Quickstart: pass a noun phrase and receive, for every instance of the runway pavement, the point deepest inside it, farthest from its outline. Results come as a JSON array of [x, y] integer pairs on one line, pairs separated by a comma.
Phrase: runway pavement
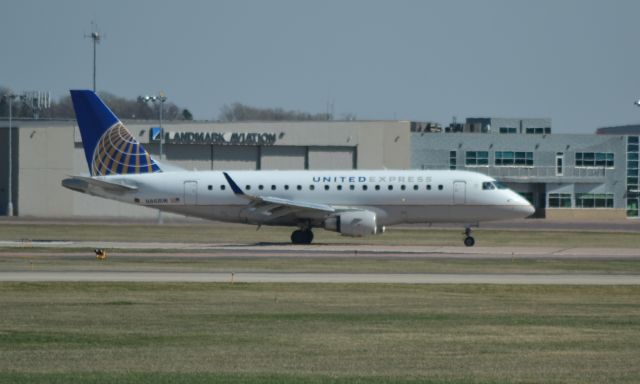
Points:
[[65, 250], [357, 278]]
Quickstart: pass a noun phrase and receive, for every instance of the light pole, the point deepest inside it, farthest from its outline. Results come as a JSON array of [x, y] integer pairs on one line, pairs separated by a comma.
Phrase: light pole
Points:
[[10, 97], [159, 98]]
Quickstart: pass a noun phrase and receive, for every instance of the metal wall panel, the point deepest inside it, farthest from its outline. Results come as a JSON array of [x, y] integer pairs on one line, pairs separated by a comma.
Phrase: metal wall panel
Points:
[[332, 158], [283, 157], [235, 157]]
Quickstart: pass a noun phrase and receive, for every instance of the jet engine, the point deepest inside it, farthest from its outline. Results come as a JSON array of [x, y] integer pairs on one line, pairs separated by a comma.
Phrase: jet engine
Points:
[[354, 223]]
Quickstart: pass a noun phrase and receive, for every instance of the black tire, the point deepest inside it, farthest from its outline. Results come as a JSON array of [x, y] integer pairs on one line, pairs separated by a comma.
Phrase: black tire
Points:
[[308, 236], [469, 241], [296, 237], [301, 237]]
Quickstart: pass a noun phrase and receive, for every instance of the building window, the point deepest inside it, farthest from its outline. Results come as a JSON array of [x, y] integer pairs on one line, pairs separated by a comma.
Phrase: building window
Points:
[[514, 159], [594, 200], [509, 130], [538, 131], [559, 200], [476, 158], [595, 159]]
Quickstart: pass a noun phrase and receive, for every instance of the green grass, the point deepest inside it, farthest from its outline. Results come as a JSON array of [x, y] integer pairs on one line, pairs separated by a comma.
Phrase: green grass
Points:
[[245, 234], [340, 333]]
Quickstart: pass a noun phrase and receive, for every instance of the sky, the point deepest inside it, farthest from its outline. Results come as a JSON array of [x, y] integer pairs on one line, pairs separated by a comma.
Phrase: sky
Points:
[[576, 62]]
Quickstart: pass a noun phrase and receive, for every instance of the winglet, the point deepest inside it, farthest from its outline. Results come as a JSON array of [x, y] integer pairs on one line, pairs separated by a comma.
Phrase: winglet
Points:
[[233, 184]]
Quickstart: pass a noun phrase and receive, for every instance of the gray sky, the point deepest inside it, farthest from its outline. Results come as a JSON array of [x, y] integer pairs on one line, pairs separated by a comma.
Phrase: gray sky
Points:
[[577, 62]]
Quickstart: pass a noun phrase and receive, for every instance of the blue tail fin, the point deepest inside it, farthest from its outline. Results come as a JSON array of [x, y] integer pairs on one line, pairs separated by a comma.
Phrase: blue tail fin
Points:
[[109, 147]]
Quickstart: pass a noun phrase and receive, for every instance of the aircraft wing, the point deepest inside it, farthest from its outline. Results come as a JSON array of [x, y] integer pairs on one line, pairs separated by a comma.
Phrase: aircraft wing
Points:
[[86, 184], [273, 207]]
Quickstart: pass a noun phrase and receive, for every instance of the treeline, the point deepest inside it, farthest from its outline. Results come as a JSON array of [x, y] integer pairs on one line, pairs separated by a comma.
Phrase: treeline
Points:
[[241, 112], [124, 108]]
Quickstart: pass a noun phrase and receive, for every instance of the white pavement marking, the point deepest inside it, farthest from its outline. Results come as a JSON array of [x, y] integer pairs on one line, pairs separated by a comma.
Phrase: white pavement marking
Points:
[[346, 249], [377, 278]]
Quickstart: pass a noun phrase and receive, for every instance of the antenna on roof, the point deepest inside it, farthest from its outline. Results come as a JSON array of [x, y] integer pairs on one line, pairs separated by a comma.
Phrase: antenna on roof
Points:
[[96, 36]]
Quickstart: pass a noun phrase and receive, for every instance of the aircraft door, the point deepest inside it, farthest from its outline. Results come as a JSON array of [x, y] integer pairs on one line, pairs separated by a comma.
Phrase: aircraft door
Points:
[[459, 192], [190, 192]]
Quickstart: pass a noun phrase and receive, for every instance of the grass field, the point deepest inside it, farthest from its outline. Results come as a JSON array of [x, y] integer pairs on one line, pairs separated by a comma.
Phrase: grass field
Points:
[[244, 234], [280, 333], [314, 333]]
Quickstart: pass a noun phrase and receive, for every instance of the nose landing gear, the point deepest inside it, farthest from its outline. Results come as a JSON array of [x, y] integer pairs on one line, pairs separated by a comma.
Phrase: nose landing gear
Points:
[[302, 236], [469, 241]]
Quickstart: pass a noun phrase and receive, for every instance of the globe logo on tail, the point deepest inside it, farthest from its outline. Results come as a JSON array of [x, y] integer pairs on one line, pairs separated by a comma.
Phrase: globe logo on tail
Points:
[[119, 153]]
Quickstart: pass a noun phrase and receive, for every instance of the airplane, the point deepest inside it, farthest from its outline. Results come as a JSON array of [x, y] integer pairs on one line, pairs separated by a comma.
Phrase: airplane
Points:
[[351, 202]]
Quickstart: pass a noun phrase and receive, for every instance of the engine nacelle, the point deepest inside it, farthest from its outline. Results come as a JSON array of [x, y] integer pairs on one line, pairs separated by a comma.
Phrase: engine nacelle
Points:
[[355, 223]]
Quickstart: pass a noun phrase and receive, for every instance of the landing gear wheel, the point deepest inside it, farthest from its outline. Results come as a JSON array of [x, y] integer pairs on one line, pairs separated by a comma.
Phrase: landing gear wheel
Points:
[[302, 237], [469, 241]]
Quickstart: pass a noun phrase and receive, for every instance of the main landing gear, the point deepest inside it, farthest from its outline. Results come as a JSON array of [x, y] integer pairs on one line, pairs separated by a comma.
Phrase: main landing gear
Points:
[[302, 236], [469, 241]]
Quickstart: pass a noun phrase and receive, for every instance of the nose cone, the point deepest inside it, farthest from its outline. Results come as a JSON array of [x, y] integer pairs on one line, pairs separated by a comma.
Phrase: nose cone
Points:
[[525, 210], [520, 206]]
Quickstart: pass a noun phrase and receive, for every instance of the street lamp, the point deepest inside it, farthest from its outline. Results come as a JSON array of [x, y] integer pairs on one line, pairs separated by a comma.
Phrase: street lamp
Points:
[[10, 97], [159, 98]]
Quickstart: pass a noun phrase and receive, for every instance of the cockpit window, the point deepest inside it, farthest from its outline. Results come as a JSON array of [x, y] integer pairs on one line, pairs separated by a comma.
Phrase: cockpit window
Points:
[[499, 185], [488, 185]]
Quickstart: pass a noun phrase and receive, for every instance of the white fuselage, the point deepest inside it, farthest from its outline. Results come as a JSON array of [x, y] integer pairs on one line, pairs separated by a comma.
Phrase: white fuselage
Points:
[[396, 196]]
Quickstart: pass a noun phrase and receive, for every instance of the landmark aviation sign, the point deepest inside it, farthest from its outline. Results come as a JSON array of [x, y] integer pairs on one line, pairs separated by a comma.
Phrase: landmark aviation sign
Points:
[[218, 138]]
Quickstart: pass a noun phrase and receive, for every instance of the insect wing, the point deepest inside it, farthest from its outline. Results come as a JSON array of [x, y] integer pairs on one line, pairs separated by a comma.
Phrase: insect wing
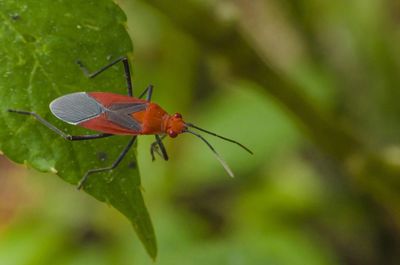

» EXERCISE DETAILS
Can you lay out every line of the rows above as a JSON list of strings, one string per line, with blank lines skipped and the pictures left out?

» SOLVED PROBLEM
[
  "Quickstart: pass a noun phrase and receive, for every instance of the runway pavement, the point deepest inside it, farthest from its outline. Results come as a JSON array of [x, y] integer pairs on one line, pairs separated by a comma.",
  "Phrase: runway pavement",
  "Points:",
  "[[65, 250], [357, 278]]",
  "Quickstart: pass a noun phrase and receive, for every instance of the light pole, the point deepest inside it, farthest from its outline. Results come as a JSON array of [x, y] integer pairs on one line, pairs separated by a comma.",
  "Phrase: light pole",
  "Points:",
  "[[10, 97], [159, 98]]",
  "Quickstart: pass a noun phrase and receive, for every instance of the metal wall panel, the point deepest inside it, farthest from its outline. Results come as a JSON array of [x, y] integer pairs on one line, pairs separated by a comma.",
  "Phrase: metal wall panel",
  "Points:",
  "[[332, 158], [283, 157], [235, 157]]",
  "Quickstart: pass a noun phrase and receive, for every instance of the jet engine, the point deepest inside it, farthest from its outline. Results come as a JSON array of [x, y] integer pairs on one line, pairs separated by a comma.",
  "Phrase: jet engine",
  "Points:",
  "[[354, 223]]",
  "Quickstart: pass a noun phrase and receive, for every instance of the black tire, the point deepest inside it, farthest from its outline. Results come as a JSON array of [x, y] integer pairs on one line, pairs separated by a comma.",
  "Phrase: black tire",
  "Points:",
  "[[308, 236], [469, 241], [296, 237], [301, 237]]",
  "Quickstart: pass a noun phrase and receive, for every instance of the building window, the point deepest inside it, farthest from its outline. Results come as a JSON array of [x, y] integer pairs on one line, pairs separated by a comma.",
  "Phrase: building window",
  "Points:",
  "[[514, 159], [594, 200], [509, 130], [538, 131], [559, 200], [476, 158], [595, 159]]",
  "Quickstart: pass a noun phrase and receive, for every instance of the green grass, the point deepest inside it, farthest from its outline. Results come as a JSON array of [x, y] integer pairs on one line, pairs separated by a comma.",
  "Phrase: green grass",
  "Points:",
  "[[245, 234], [340, 333]]",
  "Quickstart: pass a noun phrase and receive, for every instance of the sky, the point deepest inside it, farthest from its outline. Results come as a JSON array of [x, y] integer pairs on one line, pairs separated by a comma.",
  "Phrase: sky",
  "Points:",
  "[[576, 62]]",
  "Quickstart: pass a noun phrase and receive, for every instance of the winglet, the point deepest inside it, farthest from its outline. Results come as a JSON array of [x, y] integer pairs on one line, pairs separated by a comma.",
  "Phrase: winglet",
  "Points:",
  "[[233, 184]]",
  "Quickstart: pass a noun phrase and receive, for every instance of the gray sky, the point deepest inside it, farthest from its outline. Results come as a JSON array of [x, y] integer pairs on one line, pairs separated by a comma.",
  "Phrase: gray sky",
  "Points:",
  "[[577, 62]]",
  "Quickstart: pass a noun phrase and receive, for every instance of the blue tail fin, the point deepest inside it, farthest from its outline. Results come as a JSON array of [x, y] integer pairs on one line, pairs separated by a comma.",
  "Phrase: blue tail fin",
  "Points:",
  "[[109, 147]]",
  "Quickstart: pass a noun phrase and receive, for every instance of the aircraft wing, the point deepest inside it, farthest from its outline. Results come as a JSON array of [x, y] integer pairs on one line, pairs separated by a comma.",
  "Phrase: aircraft wing",
  "Points:",
  "[[86, 184], [273, 207]]",
  "Quickstart: pass a noun phrase and receive, for every instance of the treeline, the point deepest inside it, farthest from its outline. Results come as a JSON array of [x, y] integer pairs on one line, pairs separated by a comma.",
  "Phrase: treeline",
  "Points:",
  "[[241, 112], [124, 108]]",
  "Quickstart: pass a noun phrase and receive, for every instance of the white pavement marking, the point deepest inside it, farthest from its outline. Results come as a JSON array of [x, y] integer pairs on one line, pairs separated by a comma.",
  "Phrase: white pavement marking",
  "Points:",
  "[[346, 249], [377, 278]]",
  "Quickstart: pass a noun phrase and receive, for every instance of the antenna on roof, the point deepest inside it, farthest from its outline. Results come as a JSON array of [x, y] integer pairs on one line, pairs separated by a comma.",
  "Phrase: antenna on roof",
  "Points:",
  "[[96, 36]]",
  "Quickstart: pass a noun phrase and receive, for every instance of the aircraft door, the point deepest inside it, farthest from its outline. Results come as a JSON array of [x, y] integer pairs on one line, pairs separated by a comma.",
  "Phrase: aircraft door",
  "Points:",
  "[[459, 192], [190, 192]]",
  "Quickstart: pass a noun phrase and receive, for every instance of the grass field, the point deepest inside it, farthest from its outline. Results come as a JSON array of [x, y] integer pairs on one line, pairs separated by a comma.",
  "Phrase: grass field",
  "Points:",
  "[[244, 234], [280, 333], [314, 333]]",
  "Quickstart: pass a noun phrase and receive, for every instance of the nose landing gear, the point deepest inside it, farthest from its outline. Results come as a JSON array of [x, y] integer pairs on one line, pairs separated by a comma.",
  "Phrase: nose landing gear",
  "Points:",
  "[[302, 236], [469, 241]]",
  "Quickstart: pass a noun phrase and receive, for every instance of the globe logo on tail, the point deepest inside it, farthest from its outline. Results come as a JSON array of [x, y] integer pairs on one line, pairs separated by a comma.",
  "Phrase: globe logo on tail",
  "Points:",
  "[[119, 153]]",
  "Quickstart: pass a noun phrase and receive, for every instance of the airplane, the point deepest inside it, farthest from its outline. Results come as a JSON array of [x, y] integer pairs on one line, pairs separated by a comma.",
  "Phrase: airplane",
  "Points:",
  "[[351, 202]]",
  "Quickstart: pass a noun phrase and receive, for every instance of the engine nacelle, the point deepest inside it, farthest from its outline. Results come as a JSON array of [x, y] integer pairs on one line, pairs separated by a comma.",
  "Phrase: engine nacelle",
  "Points:",
  "[[355, 223]]",
  "Quickstart: pass a noun phrase and receive, for every instance of the landing gear wheel, the point deepest inside it, farthest from its outline. Results come as a JSON array of [x, y] integer pairs on one line, pairs separated by a comma.",
  "Phrase: landing gear wheel",
  "Points:",
  "[[302, 237], [469, 241]]",
  "Quickstart: pass a noun phrase and receive, for every instance of the main landing gear, the point deepest inside it, farthest from its outline. Results come as a JSON array of [x, y] integer pairs on one line, pairs separated by a comma.",
  "Phrase: main landing gear",
  "Points:",
  "[[302, 236], [469, 241]]",
  "Quickstart: pass a noun phrase and receive, for every instance of the nose cone, the point deepest inside it, farthest from its outline. Results come as a JSON array of [x, y] integer pairs on one line, pairs separated by a comma.",
  "Phrase: nose cone",
  "Points:",
  "[[525, 210], [520, 206]]",
  "Quickstart: pass a noun phrase and receive, for every instance of the street lamp, the point deepest inside it, farthest from its outline. Results come as a JSON array of [x, y] integer pairs on one line, pairs separated by a comma.",
  "Phrase: street lamp",
  "Points:",
  "[[10, 97], [159, 98]]",
  "Quickstart: pass a noun phrase and receive, for every instance of the cockpit window, the point deepest inside it, farthest from its outline. Results come as a JSON array of [x, y] integer pairs on one line, pairs separated by a comma.",
  "Phrase: cockpit window",
  "Points:",
  "[[499, 185], [488, 185]]",
  "Quickstart: pass a noun phrase and receive, for every instance of the white fuselage, the point deepest inside it, farthest from its outline. Results come as a JSON array of [x, y] integer pairs on one line, pairs separated by a comma.",
  "Phrase: white fuselage",
  "Points:",
  "[[396, 196]]",
  "Quickstart: pass a noun phrase and receive, for every instance of the landmark aviation sign, the point deepest inside it, farthest from its outline. Results come as a JSON array of [x, y] integer pairs on one line, pairs separated by a comma.",
  "Phrase: landmark aviation sign",
  "Points:",
  "[[218, 138]]",
  "Quickstart: pass a noun phrase and receive, for every instance of the insect wing, the point deepest inside it, farthest from its outline. Results come as a JSON array of [x, y] integer pairs on one line, pairs separated by a comma.",
  "Phrase: insect wing"
]